▸ Description of the task
Locate "1. Examine the image above and locate the truck" in the listing below, then output the line holding it and every line after it, exactly and with nothing else.

▸ Detection annotation records
***
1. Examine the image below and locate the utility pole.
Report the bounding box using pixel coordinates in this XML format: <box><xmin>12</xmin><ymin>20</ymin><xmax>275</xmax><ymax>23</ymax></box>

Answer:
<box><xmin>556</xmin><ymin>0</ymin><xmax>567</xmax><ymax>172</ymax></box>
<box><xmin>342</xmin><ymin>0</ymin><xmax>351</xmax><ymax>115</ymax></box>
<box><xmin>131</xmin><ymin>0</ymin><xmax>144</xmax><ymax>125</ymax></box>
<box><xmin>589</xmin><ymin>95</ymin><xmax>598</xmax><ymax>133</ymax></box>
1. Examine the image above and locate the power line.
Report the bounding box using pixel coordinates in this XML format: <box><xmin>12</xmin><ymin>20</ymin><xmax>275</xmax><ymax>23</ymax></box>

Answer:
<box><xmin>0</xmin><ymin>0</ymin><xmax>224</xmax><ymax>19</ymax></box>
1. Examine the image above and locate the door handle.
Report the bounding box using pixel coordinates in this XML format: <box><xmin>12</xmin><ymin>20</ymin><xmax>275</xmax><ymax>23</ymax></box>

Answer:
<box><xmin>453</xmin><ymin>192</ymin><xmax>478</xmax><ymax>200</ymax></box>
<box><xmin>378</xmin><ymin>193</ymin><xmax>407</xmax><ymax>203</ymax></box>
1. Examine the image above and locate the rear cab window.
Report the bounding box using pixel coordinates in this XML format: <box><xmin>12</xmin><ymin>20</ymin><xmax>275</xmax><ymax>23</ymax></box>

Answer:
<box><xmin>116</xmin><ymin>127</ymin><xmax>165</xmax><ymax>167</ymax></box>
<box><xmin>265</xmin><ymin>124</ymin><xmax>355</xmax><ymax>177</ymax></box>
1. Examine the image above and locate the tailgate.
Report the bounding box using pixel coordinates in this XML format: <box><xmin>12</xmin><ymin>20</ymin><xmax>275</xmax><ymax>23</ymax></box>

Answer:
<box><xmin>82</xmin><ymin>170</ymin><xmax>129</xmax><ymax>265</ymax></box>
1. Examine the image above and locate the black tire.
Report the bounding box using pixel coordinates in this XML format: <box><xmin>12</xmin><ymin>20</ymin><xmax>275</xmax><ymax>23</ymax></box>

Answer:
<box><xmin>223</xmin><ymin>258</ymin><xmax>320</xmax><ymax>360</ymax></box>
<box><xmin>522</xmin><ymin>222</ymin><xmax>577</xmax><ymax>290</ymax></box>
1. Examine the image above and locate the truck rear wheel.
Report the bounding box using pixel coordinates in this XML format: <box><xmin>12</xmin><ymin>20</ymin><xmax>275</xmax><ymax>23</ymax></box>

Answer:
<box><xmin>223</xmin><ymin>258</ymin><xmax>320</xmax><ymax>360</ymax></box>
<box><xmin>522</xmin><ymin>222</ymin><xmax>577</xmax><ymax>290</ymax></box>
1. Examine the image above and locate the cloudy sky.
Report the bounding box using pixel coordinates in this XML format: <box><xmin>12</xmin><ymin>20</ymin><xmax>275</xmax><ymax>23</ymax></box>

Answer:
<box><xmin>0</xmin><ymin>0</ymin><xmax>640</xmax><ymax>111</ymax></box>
***
▸ Result below
1. Examine the image above and locate the truck rear wheel.
Report the bounding box using pixel coordinates in this XML format: <box><xmin>12</xmin><ymin>20</ymin><xmax>275</xmax><ymax>23</ymax></box>

Answer:
<box><xmin>223</xmin><ymin>258</ymin><xmax>320</xmax><ymax>360</ymax></box>
<box><xmin>522</xmin><ymin>222</ymin><xmax>577</xmax><ymax>290</ymax></box>
1. Examine the image above and locate the cloudy sky.
Report the bounding box using pixel coordinates in this XML format: <box><xmin>12</xmin><ymin>20</ymin><xmax>275</xmax><ymax>23</ymax></box>

Answer:
<box><xmin>0</xmin><ymin>0</ymin><xmax>640</xmax><ymax>111</ymax></box>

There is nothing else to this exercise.